Reproduce the data that follows precisely.

RECORDS TO USE
☆ ☆ ☆ ☆
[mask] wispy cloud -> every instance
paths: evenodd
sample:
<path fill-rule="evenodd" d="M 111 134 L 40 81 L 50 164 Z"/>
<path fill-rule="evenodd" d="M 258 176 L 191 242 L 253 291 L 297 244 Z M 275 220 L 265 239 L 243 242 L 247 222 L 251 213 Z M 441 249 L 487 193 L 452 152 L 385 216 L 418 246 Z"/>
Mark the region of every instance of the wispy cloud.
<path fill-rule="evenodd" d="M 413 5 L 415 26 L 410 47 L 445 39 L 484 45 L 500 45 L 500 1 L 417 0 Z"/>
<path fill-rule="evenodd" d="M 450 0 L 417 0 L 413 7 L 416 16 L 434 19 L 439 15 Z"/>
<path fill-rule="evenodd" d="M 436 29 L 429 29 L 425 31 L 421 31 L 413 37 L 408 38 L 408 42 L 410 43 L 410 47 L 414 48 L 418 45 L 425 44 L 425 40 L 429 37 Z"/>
☆ ☆ ☆ ☆
ANSWER TO THE PROBLEM
[mask] wispy cloud -> every instance
paths: evenodd
sample:
<path fill-rule="evenodd" d="M 111 134 L 40 81 L 50 164 Z"/>
<path fill-rule="evenodd" d="M 258 176 L 191 242 L 253 291 L 297 244 Z M 275 220 L 265 239 L 243 242 L 247 222 L 251 213 Z M 441 249 L 487 193 L 452 152 L 385 216 L 418 246 Z"/>
Mark the region of every instance of the wispy cloud.
<path fill-rule="evenodd" d="M 413 5 L 415 26 L 410 47 L 445 39 L 484 45 L 500 45 L 500 1 L 417 0 Z"/>
<path fill-rule="evenodd" d="M 450 0 L 417 0 L 413 7 L 416 16 L 434 19 L 439 15 Z"/>
<path fill-rule="evenodd" d="M 436 29 L 429 29 L 425 31 L 421 31 L 413 37 L 408 38 L 408 42 L 410 43 L 410 47 L 414 48 L 418 45 L 425 44 L 425 40 L 429 37 Z"/>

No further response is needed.